### Exercise task
Reproduce the material below word for word, from the line containing "Practice. Point at" down to the line containing "<point>234,323</point>", with both of those lines included. Leave the pictures out of your copy.

### Task data
########################################

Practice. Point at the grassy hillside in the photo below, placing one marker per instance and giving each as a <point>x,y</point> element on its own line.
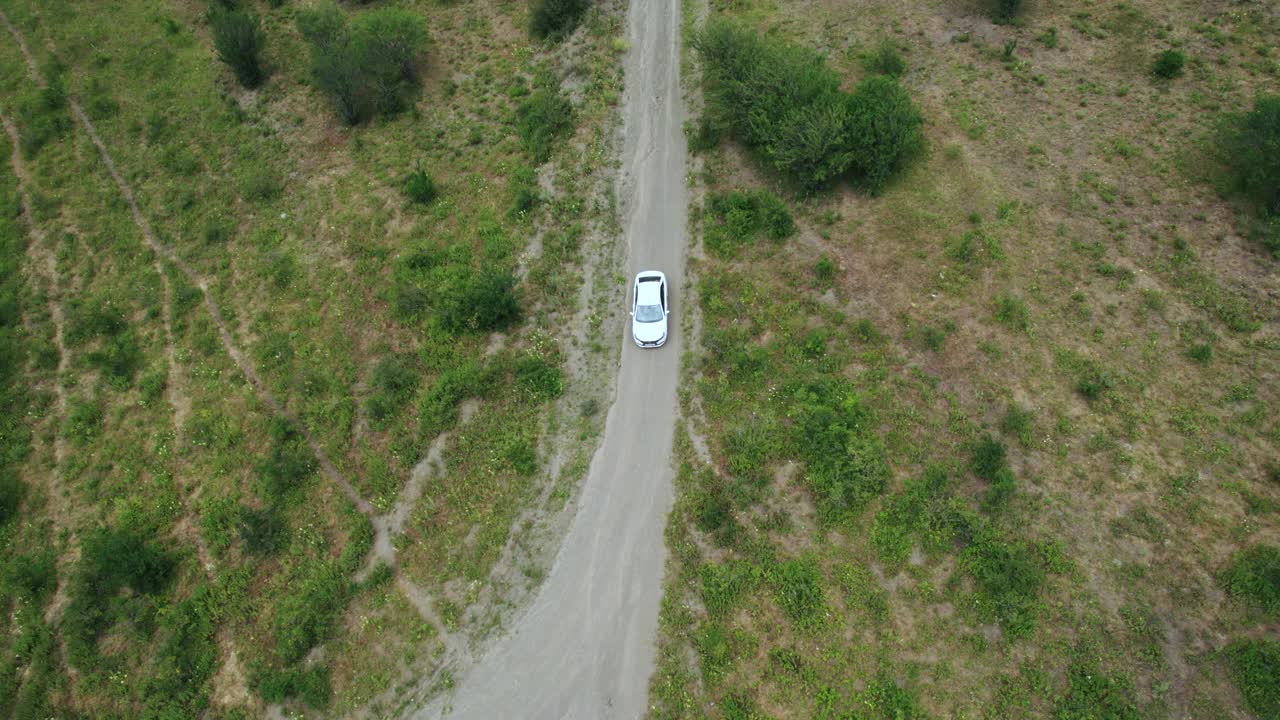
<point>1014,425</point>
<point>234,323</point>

########################################

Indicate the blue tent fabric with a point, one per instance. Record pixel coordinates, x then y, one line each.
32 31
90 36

########################################

### Answer below
Practice. Point at the grassy hillside in the photo below, placing one marker per instance and giving each as a <point>x,y</point> element on its own line.
<point>1014,425</point>
<point>234,323</point>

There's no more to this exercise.